• **Your task**
All of the entries below, duplicated exactly, make up the answer.

═══ Source material

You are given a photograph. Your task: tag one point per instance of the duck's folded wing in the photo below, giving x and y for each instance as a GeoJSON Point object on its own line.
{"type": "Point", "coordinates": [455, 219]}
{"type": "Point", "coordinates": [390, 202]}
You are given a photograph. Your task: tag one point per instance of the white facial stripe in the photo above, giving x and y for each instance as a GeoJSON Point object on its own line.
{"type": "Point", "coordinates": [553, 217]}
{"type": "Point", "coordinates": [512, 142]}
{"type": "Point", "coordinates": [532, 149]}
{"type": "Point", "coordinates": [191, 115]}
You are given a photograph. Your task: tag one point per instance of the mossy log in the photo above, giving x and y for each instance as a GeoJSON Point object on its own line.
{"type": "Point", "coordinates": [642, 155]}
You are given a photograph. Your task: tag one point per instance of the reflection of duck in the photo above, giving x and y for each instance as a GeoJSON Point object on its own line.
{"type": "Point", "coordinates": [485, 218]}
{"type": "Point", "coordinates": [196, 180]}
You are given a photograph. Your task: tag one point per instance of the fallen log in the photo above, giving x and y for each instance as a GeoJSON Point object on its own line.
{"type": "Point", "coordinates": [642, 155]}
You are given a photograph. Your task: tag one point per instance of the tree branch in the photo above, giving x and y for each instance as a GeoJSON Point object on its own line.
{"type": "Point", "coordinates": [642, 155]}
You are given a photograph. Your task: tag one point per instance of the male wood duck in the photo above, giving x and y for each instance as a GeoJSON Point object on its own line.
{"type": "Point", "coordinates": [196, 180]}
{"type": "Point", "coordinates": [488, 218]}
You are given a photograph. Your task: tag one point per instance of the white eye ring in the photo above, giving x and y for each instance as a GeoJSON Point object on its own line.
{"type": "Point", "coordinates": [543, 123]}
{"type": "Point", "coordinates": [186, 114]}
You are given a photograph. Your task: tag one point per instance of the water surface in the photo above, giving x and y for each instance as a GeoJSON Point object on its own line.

══════

• **Answer to the problem**
You are given a photograph. Your task: tag one point per instance of the duck's folded wing in the photo below, giving x and y for each instance as a GeoJSON Point object on its own line.
{"type": "Point", "coordinates": [455, 219]}
{"type": "Point", "coordinates": [390, 202]}
You are given a photograph. Your task: tag one point per instance of the white facial stripe in the photo above, giving x and y for each instance as a GeoJSON Point object on its own line.
{"type": "Point", "coordinates": [553, 217]}
{"type": "Point", "coordinates": [512, 142]}
{"type": "Point", "coordinates": [532, 149]}
{"type": "Point", "coordinates": [191, 115]}
You are given a photograph. Your task: tag one point per instance of the mossy log in the photo above, giving x and y for each instance as a GeoJSON Point object on its own line.
{"type": "Point", "coordinates": [642, 155]}
You are given a photograph. Your task: tag one point per instance of the reflection of duck in the photo above, giving x and y for each instance as a GeoJSON Point object on its own line.
{"type": "Point", "coordinates": [485, 218]}
{"type": "Point", "coordinates": [196, 180]}
You are given a photograph. Your task: tag one point per instance of the fallen log in the photo above, giving x and y for each instance as a GeoJSON Point object on its own line.
{"type": "Point", "coordinates": [642, 155]}
You are given a photograph. Your task: tag one point per instance of the tree branch in the photo above, giving x and y for each instance as a GeoJSON Point object on its own line.
{"type": "Point", "coordinates": [642, 155]}
You are given a photograph. Your task: tag one point per instance of the male wood duck in the photo above, giving x and y for each instance as a GeoJSON Point object on its own line.
{"type": "Point", "coordinates": [196, 180]}
{"type": "Point", "coordinates": [488, 218]}
You are given a photograph. Your task: tag one point per instance of the white eye ring in the photo above, giving x and y for each instance as a GeoJSON Point object on its own line.
{"type": "Point", "coordinates": [543, 123]}
{"type": "Point", "coordinates": [186, 114]}
You are given a photograph. Your task: tag one point per instance of the water surface in the photo above, giving x and y for each instance as a GeoJSON Point object on its own line.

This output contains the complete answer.